VERIFICA LA COMPRENSIONE:
**A)** Indica se ciascuna affermazione concorda con l'estratto sulla sentenza, rispondendo sì o no e citando le parole decisive: (i) la Corte d'Appello di Roma ha confermato la decisione di primo grado; (ii) l'ospedale deve versare 90.000 euro a titolo di risarcimento del danno; (iii) la subordinazione della lavoratrice è stata dimostrata soltanto dai testimoni.
**B)** Elenca, per favore, tutto ciò che l'estratto sulla sentenza indica come dovuto dall'ospedale alla ricorrente.
**C)** Trascrivi dall'estratto sulla sentenza il passo che inizia con le parole "La Corte d’Appello" e si chiude dopo le parole "di differenze retributive.".

ESTRATTO DELLA PAGINA:
★ ★ ★ ★ ★ ★ ★
Errata corrige 17 SET 2024

Causa patrocinata dallo Studio Legale Salvagni

La Corte d’Appello di Roma, con sentenza del 29 dicembre 2023, ha confermato la sentenza di primo grado, con la quale era stato accolto il ricorso proposto nei confronti dell’Azienda Ospedaliera San Camillo Forlanini, da un medico assistito dallo Studio legale Salvagni, con riconoscimento della natura subordinata del rapporto di formale collaborazione professionale intercorso tra le parti e con condanna dell’ospedale al versamento in favore della ricorrente dei contributi previdenziali e assistenziali, nonché della somma complessiva di € 90.000,00 a titolo di differenze retributive.

In particolare, la Corte adita, condividendo il ragionamento del Tribunale, ha affermato che era risultata dimostrata, sia dai testi escussi, sia dalla produzione documentale, la subordinazione della lavoratrice.
★ ★ ★ ★ ★ ★ ★
Estratti da un dataset:
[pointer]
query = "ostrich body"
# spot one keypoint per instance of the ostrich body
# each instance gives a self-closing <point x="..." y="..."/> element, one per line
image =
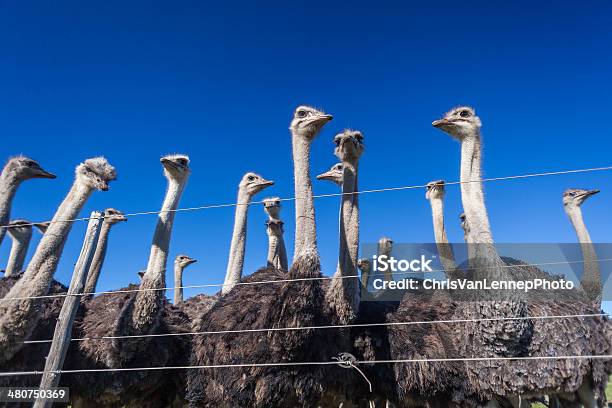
<point x="435" y="196"/>
<point x="17" y="170"/>
<point x="18" y="317"/>
<point x="342" y="295"/>
<point x="20" y="232"/>
<point x="286" y="304"/>
<point x="277" y="252"/>
<point x="132" y="314"/>
<point x="591" y="276"/>
<point x="180" y="263"/>
<point x="111" y="217"/>
<point x="250" y="185"/>
<point x="550" y="337"/>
★ ★ ★ ★ ★ ★ ★
SOLUZIONI IN ORDINE:
**A)**
(i) Sì: "ha confermato la sentenza di primo grado".
(ii) No: "della somma complessiva di € 90.000,00 a titolo di differenze retributive".
(iii) No: "sia dai testi escussi, sia dalla produzione documentale".

**B)**
- Contributi previdenziali
- Contributi assistenziali
- Somma complessiva di € 90.000,00 a titolo di differenze retributive

**C)**
La Corte d’Appello di Roma, con sentenza del 29 dicembre 2023, ha confermato la sentenza di primo grado, con la quale era stato accolto il ricorso proposto nei confronti dell’Azienda Ospedaliera San Camillo Forlanini, da un medico assistito dallo Studio legale Salvagni, con riconoscimento della natura subordinata del rapporto di formale collaborazione professionale intercorso tra le parti e con condanna dell’ospedale al versamento in favore della ricorrente dei contributi previdenziali e assistenziali, nonché della somma complessiva di € 90.000,00 a titolo di differenze retributive.